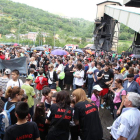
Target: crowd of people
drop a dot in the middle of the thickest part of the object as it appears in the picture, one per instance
(70, 90)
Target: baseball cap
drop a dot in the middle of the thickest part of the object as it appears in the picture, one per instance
(7, 71)
(97, 87)
(29, 77)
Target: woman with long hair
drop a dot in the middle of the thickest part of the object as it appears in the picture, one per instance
(69, 75)
(15, 94)
(86, 115)
(58, 71)
(40, 118)
(52, 77)
(120, 95)
(79, 76)
(59, 117)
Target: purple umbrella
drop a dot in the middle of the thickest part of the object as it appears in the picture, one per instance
(59, 52)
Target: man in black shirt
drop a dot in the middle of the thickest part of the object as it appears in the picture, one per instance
(22, 129)
(105, 78)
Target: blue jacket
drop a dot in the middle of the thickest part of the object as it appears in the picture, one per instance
(134, 87)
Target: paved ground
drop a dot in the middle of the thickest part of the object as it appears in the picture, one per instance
(106, 120)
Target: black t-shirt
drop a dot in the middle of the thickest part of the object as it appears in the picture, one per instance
(107, 77)
(43, 128)
(62, 130)
(12, 114)
(88, 116)
(26, 131)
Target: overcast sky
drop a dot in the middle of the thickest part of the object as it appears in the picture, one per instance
(72, 8)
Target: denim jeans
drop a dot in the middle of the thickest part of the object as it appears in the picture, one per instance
(90, 86)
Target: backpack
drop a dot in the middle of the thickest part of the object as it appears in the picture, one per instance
(5, 119)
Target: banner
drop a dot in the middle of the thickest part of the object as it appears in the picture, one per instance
(17, 63)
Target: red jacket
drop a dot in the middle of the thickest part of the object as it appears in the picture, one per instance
(41, 81)
(2, 57)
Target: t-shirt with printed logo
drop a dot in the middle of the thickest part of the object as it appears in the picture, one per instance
(87, 115)
(62, 129)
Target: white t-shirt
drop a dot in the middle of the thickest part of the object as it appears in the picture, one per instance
(79, 81)
(14, 83)
(60, 68)
(51, 76)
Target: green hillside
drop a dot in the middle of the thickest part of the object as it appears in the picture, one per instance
(33, 19)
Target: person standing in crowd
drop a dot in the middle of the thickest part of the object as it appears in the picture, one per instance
(59, 117)
(14, 81)
(52, 77)
(69, 75)
(3, 82)
(86, 115)
(117, 75)
(126, 126)
(40, 118)
(95, 95)
(1, 101)
(130, 85)
(15, 93)
(58, 71)
(41, 81)
(30, 93)
(2, 56)
(22, 128)
(90, 73)
(120, 95)
(136, 73)
(105, 78)
(79, 76)
(46, 92)
(126, 72)
(122, 68)
(96, 72)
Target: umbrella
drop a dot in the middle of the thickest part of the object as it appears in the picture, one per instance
(78, 50)
(59, 52)
(15, 44)
(39, 48)
(67, 52)
(89, 51)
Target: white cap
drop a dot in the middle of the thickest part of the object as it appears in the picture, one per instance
(97, 87)
(7, 71)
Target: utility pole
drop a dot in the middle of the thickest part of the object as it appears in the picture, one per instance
(54, 34)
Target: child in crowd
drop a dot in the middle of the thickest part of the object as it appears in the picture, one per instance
(22, 128)
(47, 94)
(30, 93)
(95, 95)
(32, 71)
(41, 69)
(40, 118)
(15, 81)
(1, 102)
(41, 81)
(24, 98)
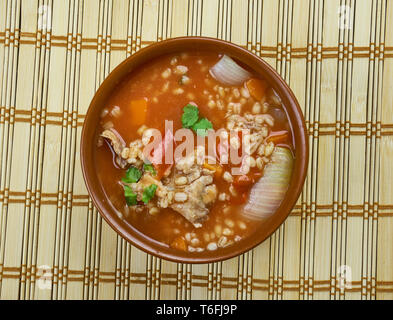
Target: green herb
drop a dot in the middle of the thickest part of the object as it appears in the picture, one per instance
(149, 193)
(149, 168)
(190, 116)
(202, 126)
(132, 175)
(130, 196)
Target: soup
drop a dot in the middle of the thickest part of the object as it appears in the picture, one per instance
(194, 150)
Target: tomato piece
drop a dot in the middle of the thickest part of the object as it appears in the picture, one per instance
(243, 181)
(138, 111)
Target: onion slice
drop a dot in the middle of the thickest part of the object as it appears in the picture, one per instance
(228, 72)
(267, 194)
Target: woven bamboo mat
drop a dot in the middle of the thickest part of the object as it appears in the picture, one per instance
(336, 55)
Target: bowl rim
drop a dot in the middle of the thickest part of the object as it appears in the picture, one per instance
(301, 149)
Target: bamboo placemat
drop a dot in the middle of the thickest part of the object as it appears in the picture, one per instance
(337, 55)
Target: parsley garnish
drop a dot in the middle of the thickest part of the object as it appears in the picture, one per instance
(149, 193)
(190, 116)
(132, 175)
(190, 120)
(202, 126)
(149, 168)
(130, 196)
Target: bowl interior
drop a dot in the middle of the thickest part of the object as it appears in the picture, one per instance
(95, 188)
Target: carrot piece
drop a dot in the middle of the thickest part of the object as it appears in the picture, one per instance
(179, 243)
(214, 167)
(278, 137)
(257, 88)
(138, 111)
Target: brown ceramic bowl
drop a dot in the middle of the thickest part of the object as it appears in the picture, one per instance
(89, 136)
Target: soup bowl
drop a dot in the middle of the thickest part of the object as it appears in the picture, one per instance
(89, 138)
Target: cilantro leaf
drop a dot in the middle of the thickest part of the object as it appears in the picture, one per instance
(149, 193)
(190, 116)
(202, 126)
(132, 175)
(130, 196)
(149, 168)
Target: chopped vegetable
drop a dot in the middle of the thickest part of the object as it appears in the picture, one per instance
(257, 88)
(149, 168)
(148, 193)
(190, 120)
(132, 175)
(202, 126)
(130, 196)
(138, 111)
(190, 116)
(179, 243)
(229, 72)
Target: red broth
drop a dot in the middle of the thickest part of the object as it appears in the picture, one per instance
(147, 97)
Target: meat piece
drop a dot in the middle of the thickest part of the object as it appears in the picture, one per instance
(115, 139)
(164, 196)
(199, 194)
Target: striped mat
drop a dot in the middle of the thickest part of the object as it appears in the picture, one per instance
(337, 56)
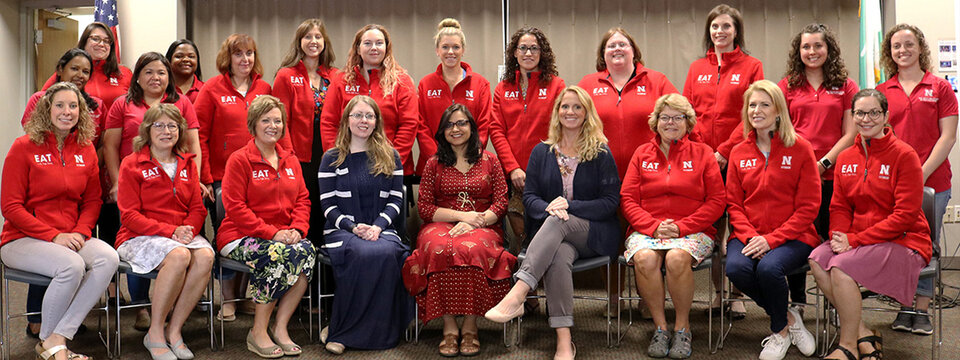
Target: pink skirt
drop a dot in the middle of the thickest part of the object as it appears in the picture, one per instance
(886, 268)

• • •

Would you output the lines above from the line holding "Target: white cap" up to and including the line holding "Target: bamboo placemat", exactly and only those, with no pictures?

Target: white cap
drop a dot in the middle of the thickest part of the object as it appears in the picture, one per instance
(97, 87)
(7, 71)
Target: utility pole
drop a dot in the middle of the thickest part of the object as it appears in the picture, one per instance
(54, 34)
Target: child in crowd
drop a dot in the middle of the thickest part of the object as it appears in the picture, one per instance
(22, 128)
(47, 94)
(30, 93)
(95, 95)
(32, 71)
(41, 69)
(40, 118)
(15, 81)
(1, 102)
(41, 81)
(24, 98)
Target: green herb
drop a dot in the middle of the thickest part of the object as it appears in the picture, one per instance
(149, 193)
(149, 168)
(190, 116)
(202, 126)
(132, 175)
(130, 196)
Target: soup
drop a dot in the middle of the thickest part of the object as it appears in the picture, one per instance
(194, 150)
Target: tomato piece
drop a dot in the middle of the thickest part of the object as it appears in the picture, one per instance
(243, 181)
(138, 111)
Target: onion slice
drop a dot in the middle of the thickest part of the object as it appears in the picture, one per instance
(228, 72)
(267, 194)
Target: woven bamboo mat
drop a dot in the middle of the thickest part of the object as it appears in the picture, one per instance
(336, 55)
Target: bowl rim
drop a dot in the middle of the thickest part of the object as it appears in the picture, one per instance
(301, 149)
Target: bamboo placemat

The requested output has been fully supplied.